Directive => Gather every line in these lines that contains the word "white", matching case exactly.

======== Provided data ========

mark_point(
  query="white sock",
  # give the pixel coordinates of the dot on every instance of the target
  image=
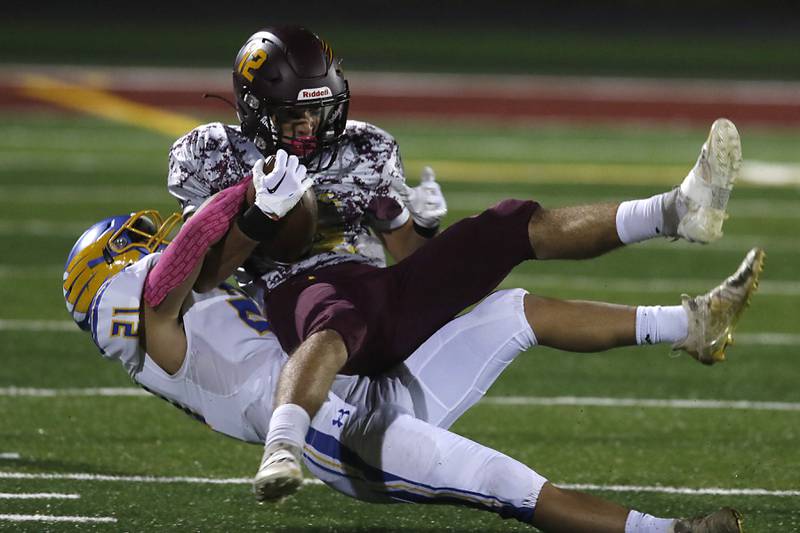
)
(661, 324)
(289, 423)
(644, 523)
(639, 220)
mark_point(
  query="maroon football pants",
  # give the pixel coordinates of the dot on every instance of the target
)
(384, 314)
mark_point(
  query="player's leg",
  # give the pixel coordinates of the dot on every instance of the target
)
(386, 455)
(702, 326)
(695, 211)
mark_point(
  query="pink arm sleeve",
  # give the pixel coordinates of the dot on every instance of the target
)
(189, 247)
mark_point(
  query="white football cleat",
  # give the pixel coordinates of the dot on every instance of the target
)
(726, 520)
(712, 316)
(697, 210)
(280, 474)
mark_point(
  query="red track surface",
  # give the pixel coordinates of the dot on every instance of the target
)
(461, 97)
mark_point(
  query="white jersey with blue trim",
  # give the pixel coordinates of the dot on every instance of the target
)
(232, 361)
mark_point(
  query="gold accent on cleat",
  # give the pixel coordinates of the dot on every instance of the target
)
(714, 315)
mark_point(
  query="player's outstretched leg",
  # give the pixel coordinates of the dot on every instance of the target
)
(279, 474)
(696, 210)
(712, 316)
(702, 326)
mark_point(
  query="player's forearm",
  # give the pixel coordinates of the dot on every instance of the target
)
(204, 229)
(309, 374)
(224, 258)
(403, 241)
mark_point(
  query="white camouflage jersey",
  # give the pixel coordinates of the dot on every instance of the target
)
(354, 195)
(232, 362)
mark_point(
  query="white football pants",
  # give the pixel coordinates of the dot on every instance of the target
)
(385, 439)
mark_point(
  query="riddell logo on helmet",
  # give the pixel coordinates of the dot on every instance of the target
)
(311, 94)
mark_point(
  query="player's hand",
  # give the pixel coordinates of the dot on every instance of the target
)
(279, 191)
(425, 201)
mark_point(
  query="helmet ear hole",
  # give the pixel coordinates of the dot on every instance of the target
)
(145, 225)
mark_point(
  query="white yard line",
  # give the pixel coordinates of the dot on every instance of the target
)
(761, 339)
(246, 481)
(38, 496)
(641, 402)
(50, 518)
(535, 282)
(588, 401)
(711, 491)
(38, 325)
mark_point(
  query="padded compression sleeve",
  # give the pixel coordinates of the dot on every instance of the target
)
(203, 229)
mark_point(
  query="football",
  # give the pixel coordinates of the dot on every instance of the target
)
(295, 232)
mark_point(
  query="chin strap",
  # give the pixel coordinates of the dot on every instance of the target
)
(205, 228)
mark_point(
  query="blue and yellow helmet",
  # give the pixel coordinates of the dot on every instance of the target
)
(105, 249)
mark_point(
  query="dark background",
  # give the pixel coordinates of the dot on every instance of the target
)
(712, 39)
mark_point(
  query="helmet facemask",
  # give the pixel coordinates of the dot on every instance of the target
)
(309, 130)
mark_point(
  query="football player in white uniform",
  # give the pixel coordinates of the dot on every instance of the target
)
(375, 438)
(291, 95)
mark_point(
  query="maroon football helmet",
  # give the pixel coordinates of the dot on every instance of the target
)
(291, 94)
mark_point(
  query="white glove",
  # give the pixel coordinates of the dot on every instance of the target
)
(280, 190)
(425, 201)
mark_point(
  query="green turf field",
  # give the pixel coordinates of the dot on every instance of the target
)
(60, 173)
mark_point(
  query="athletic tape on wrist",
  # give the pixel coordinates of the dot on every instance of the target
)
(257, 225)
(189, 247)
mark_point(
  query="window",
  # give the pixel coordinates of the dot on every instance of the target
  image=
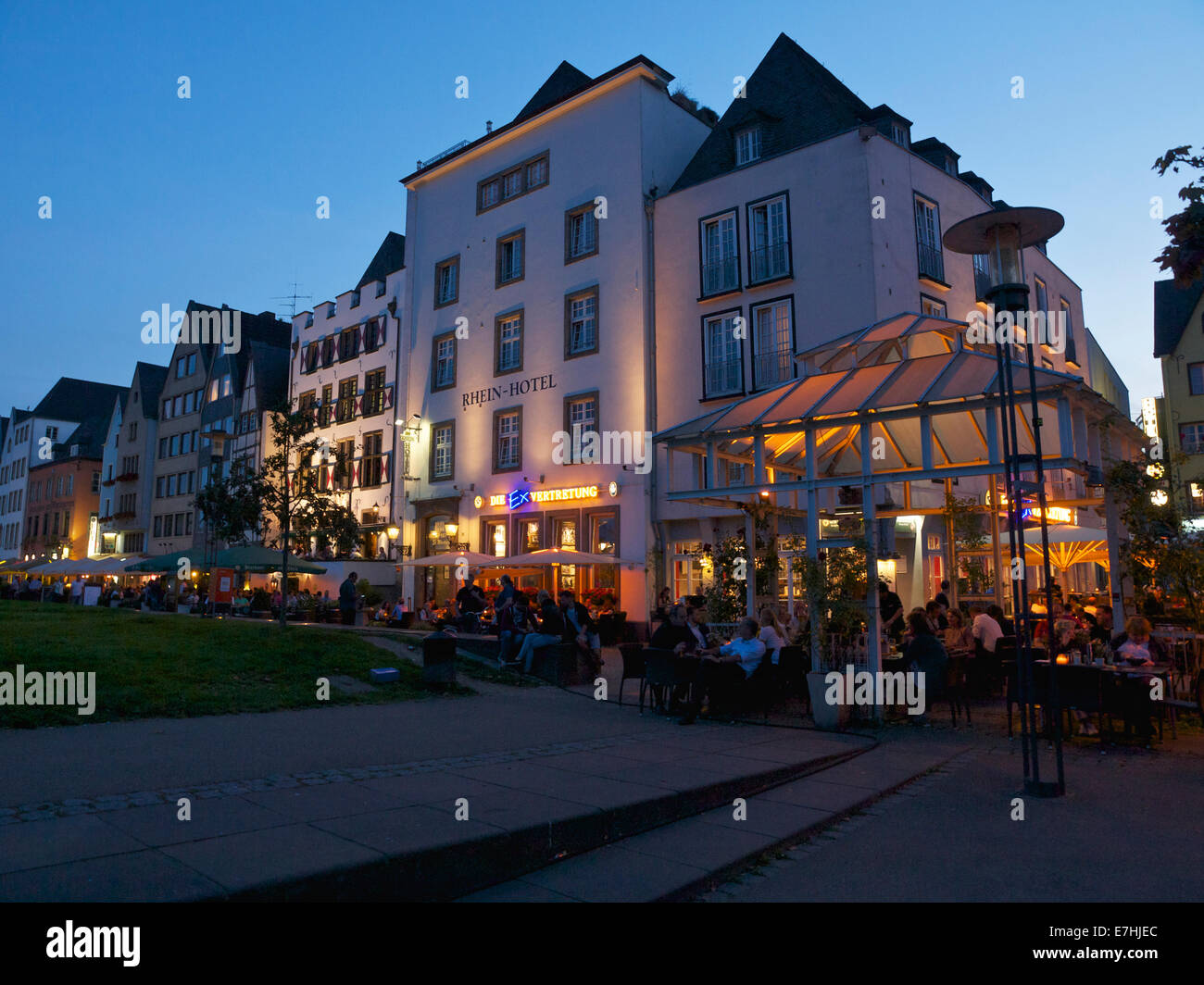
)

========

The solution =>
  query="white sock",
  query="white football cleat",
  query="white jersey with blue trim",
  query="white camouflage jersey",
  query="white football pants",
  query="white yard line",
  query="football player in white uniform",
  query="white glove",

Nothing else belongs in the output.